▶ **OBJECTIVE**: Substitute "marker" for every occurrence of "pin" in the data below and reproduce all other lines unchanged, omitting the pictures from the output.

*** PROVIDED RECORDS

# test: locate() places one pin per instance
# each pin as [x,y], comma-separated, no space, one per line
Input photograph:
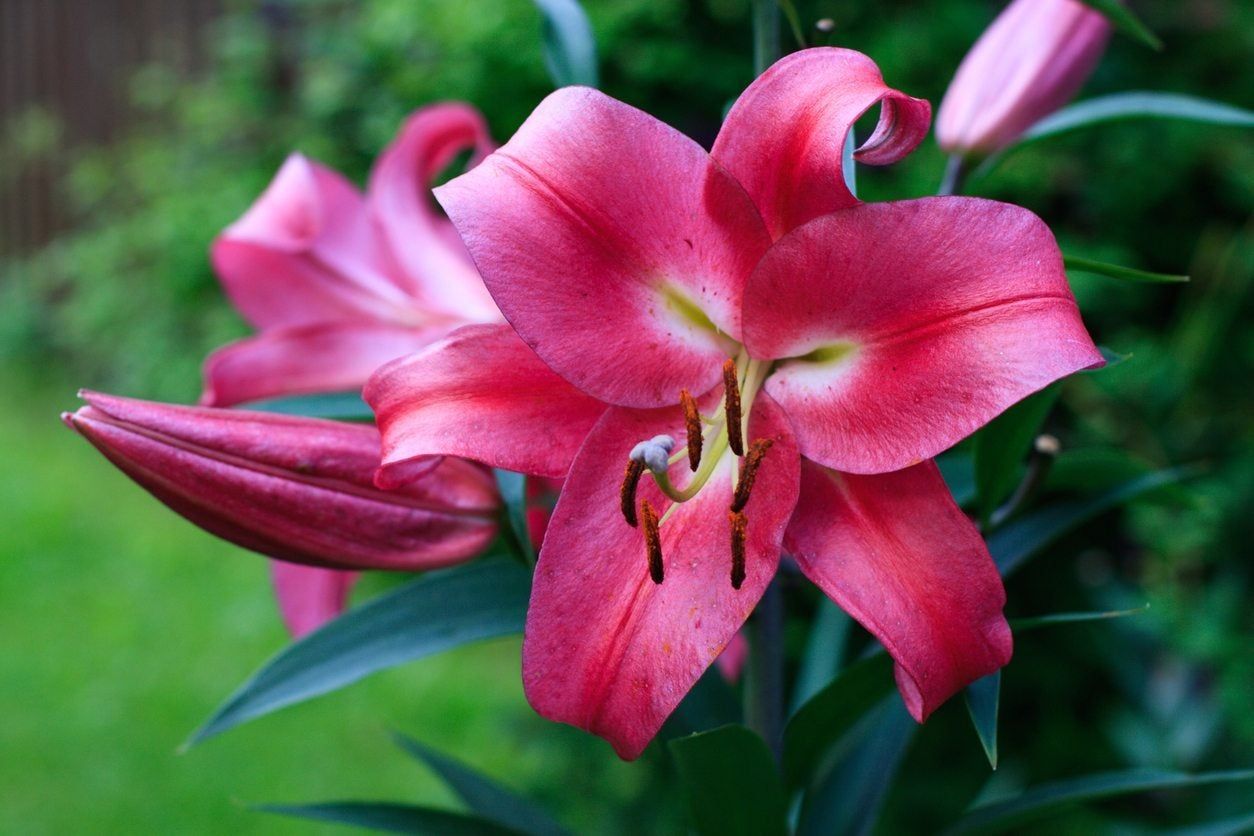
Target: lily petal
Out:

******

▶ **FULL SOLUTION**:
# test: locate() places one marker per instance
# each marker as [x,y], comma-separated, no space, one per line
Input photograph:
Target: lily petal
Out:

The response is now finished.